■ **PROBLEM DETAILS**:
Please reproduce, exactly and in full, the lines running from the one that contains "[mark] the motorway" to the end of the entries.

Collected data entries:
□ □ □ □ □ □ □
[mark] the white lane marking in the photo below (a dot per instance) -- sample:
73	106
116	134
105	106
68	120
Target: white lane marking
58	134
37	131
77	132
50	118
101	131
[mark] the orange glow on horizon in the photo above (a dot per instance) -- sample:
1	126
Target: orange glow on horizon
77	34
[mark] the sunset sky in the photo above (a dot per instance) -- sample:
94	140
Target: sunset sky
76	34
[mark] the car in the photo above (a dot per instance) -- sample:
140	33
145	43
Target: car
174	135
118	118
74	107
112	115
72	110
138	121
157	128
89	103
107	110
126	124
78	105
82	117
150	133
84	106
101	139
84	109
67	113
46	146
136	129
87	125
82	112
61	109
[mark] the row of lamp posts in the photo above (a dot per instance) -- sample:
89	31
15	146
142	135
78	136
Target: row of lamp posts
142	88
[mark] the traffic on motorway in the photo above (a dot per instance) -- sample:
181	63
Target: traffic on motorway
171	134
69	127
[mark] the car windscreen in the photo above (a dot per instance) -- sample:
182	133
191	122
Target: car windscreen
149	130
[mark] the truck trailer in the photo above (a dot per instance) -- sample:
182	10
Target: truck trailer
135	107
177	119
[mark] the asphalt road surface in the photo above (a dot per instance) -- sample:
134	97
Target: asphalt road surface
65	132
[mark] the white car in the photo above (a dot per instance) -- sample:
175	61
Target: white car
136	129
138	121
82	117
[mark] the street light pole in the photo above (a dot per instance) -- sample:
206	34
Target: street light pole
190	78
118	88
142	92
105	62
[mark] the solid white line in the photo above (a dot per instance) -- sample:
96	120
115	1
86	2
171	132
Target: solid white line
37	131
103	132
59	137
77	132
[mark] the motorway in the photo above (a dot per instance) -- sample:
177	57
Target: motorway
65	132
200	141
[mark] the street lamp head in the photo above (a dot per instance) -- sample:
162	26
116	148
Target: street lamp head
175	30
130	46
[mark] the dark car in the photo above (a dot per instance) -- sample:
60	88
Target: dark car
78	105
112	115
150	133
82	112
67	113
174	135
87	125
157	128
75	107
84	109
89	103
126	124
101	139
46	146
□ □ □ □ □ □ □
■ **SOLUTION TO THE EXERCISE**:
[mark] the motorway in the photo above (a dot per instance) -- sample:
177	57
Target: motorway
65	132
200	141
[mark] the street lamp head in the photo above (a dot per instance) -- sample:
162	26
116	148
Target: street lamp head
175	30
130	46
[mark] the dark car in the photo above (a dot per instance) -- sample:
60	88
Target: dark car
78	105
112	115
150	133
82	112
67	113
174	135
87	125
157	128
75	107
84	109
89	103
126	124
101	139
46	146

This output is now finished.